DESCRIPTION OF THE TASK.
Can you copy out, word for word, everything in the items from the line containing "Find the background" down to the line containing "Please outline every instance of the background", with both of those lines included?

MATERIAL PROVIDED.

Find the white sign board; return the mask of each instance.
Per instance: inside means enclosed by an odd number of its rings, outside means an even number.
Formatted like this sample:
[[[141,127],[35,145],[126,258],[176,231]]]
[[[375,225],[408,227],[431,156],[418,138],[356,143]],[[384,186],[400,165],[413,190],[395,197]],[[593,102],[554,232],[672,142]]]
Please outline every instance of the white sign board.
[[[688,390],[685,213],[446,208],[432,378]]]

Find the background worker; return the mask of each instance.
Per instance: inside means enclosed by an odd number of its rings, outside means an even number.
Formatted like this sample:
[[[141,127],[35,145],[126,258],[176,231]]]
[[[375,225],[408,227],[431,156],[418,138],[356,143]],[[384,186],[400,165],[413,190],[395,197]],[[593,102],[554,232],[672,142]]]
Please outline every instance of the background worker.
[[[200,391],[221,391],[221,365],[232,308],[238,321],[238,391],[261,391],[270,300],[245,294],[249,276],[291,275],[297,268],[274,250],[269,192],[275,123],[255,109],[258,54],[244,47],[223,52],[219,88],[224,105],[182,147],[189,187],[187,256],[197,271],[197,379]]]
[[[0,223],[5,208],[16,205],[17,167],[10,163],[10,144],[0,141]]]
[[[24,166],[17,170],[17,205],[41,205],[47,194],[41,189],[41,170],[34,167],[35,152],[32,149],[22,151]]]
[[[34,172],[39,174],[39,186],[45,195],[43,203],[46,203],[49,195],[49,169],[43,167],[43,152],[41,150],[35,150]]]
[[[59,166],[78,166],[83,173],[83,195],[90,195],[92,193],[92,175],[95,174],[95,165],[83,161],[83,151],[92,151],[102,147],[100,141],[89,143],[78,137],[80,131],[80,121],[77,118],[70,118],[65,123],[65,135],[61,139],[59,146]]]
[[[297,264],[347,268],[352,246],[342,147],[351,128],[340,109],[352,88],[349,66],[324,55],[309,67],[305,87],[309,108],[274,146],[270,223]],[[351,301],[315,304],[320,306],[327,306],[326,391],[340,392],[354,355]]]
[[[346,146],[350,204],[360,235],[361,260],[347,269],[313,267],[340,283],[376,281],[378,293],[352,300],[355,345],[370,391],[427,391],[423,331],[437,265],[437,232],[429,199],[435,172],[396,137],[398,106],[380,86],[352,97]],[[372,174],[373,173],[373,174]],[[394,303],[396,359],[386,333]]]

TASK RESPONSE.
Find the background worker; return the mask of each instance.
Per instance: inside means enclosed by an odd number of its rings, outside means an even number.
Formatted like this sample:
[[[141,127],[35,145],[126,258],[176,231]]]
[[[375,225],[408,227],[431,156],[418,138],[356,143]],[[384,186],[400,165],[413,190],[395,197]],[[593,102],[554,232],[672,142]]]
Please outline every instance of the background worker.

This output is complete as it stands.